start DOCUMENT SECTION

It also proudly claims ownership of the upscale Pemmican brand beef jerky, the third best-selling national brand in the $1.5 billion US meat snacks market, which was acquired from ConAgra Foods in 2008. Marfood also owns the Pecos Bill’s brand, the No. 1 selling beef jerky in Western Canada. Marfrig Group and Marfood USA service Canadian customers through Mirab Canada, headquartered in Cranbrook, British Columbia. The Canadian operation provides private-label and branded meat snacks to the Canadian market.

Marfood USA’s product portfolio doesn’t end with beef jerky. It also offers conventional frozen cooked beef for ready meals and deli counters, compacted beef from the hindquarter and forequarter packed in tubes and beef extract; canned meat products for retail and foodservice; fresh beef tradition cuts and portion-control products; as well as limited production of specialty meats, such as Bresaola and Carpaccio.

Marfrig acquires Marfood

Marfood USA was acquired by Marfrig Group in December 2007. “Our most important mission at Marfood is being an extension of the Marfrig Group within the markets we serve in North America,” says Paul Fox, newly appointed Marfood USA managing director. “Marfood USA is essentially a trade name and a legal entity.”

In late March, Fox took the reins from Alain Martinet, who returned to Brazil where he still serves on the parent company’s board of directors. Prior to joining the company, Fox worked for 17 years at Tyson Foods Inc. in various domestic and international leadership positions. He also has four years under his belt as a private equity CEO with Dickinson Frozen Foods, a leading food ingredient company.

Fox says he was attracted to the Marfrig Group for one important reason.

“We have 7 billion people on the planet today,” he says. “One billion of those don’t eat as well as they should. Between now and 2050, we should have more than 9 billion people. As an industry, we have much work to do. The Marfrig Group has a huge role to play in helping to solve the world’s nutrition challenges. For that reason, I sought them out and was surprised and pleased to be invited to join their group.”

The Marfrig Group and Marfood USA operate under an entirely different mindset regarding social and environmental responsibility compared to most competitors – from the company’s founder and CEO Marcos Antonio Molina dos Santos on down, says Michael Farley, Marfood USA marketing director.

end DOCUMENT SECTION
start ENTRIES SHOWN

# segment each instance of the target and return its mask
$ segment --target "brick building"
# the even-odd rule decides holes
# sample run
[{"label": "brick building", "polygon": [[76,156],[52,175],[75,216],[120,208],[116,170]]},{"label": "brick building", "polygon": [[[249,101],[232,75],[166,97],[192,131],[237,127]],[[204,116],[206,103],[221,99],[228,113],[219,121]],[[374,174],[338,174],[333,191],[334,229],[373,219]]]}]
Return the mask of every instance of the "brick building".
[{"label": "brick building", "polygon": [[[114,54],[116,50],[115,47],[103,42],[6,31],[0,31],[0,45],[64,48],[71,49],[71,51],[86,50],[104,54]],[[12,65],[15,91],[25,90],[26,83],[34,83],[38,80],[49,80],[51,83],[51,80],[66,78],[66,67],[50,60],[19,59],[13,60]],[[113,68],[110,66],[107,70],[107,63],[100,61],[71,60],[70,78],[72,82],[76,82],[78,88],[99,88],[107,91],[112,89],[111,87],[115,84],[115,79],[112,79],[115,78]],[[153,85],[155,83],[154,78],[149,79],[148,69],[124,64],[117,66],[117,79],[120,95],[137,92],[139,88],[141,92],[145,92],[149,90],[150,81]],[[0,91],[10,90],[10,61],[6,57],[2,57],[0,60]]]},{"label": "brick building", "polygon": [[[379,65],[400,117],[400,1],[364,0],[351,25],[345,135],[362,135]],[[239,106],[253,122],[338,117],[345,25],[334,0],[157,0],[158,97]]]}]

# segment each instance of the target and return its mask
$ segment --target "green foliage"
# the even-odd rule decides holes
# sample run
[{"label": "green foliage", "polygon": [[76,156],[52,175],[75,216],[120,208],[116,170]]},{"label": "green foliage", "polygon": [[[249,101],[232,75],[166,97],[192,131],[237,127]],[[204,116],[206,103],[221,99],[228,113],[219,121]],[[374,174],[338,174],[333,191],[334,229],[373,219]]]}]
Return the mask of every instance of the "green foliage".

end ENTRIES SHOWN

Carry on the article about Marfood USA from the point where it stops.

= WRITTEN REPLY =
“Together with Greenpeace, we established the protocol to stop ranchers from encroachment into the Amazon,” he adds. “We don’t source from anyone who does. And our beef is all-natural, grass-fed. Our philosophy is ‘pasture to package’ – taking control of the entire value and production chain.”

Market dominance

Marfood USA is the largest meat snacks provider in North America and dominates space in retail outlets by a significant margin. Pemmican is Marfood’s high-end, whole-muscle product, Farley says. “Pemmican only deals in approximately 45 percent of the meat snacks category because Pemmican is whole-muscle beef jerky exclusively,” he adds.

“We don’t do sticks or chopped and formed so that’s a pretty good achievement to be ranked where it is,” says Nakia Watkins, Marfood USA marketing manager.

Marfood’s promotion strategy is simple: make things better. “This is the culture of our entire organization,” Farley says.

Operation Gratitude is one such promotion. “This summer, for every bag of Pemmican Beef Jerky a consumer buys, we’re going to send a bag to deployed troops in harm’s way,” he adds. “It’s simply the right thing to do.”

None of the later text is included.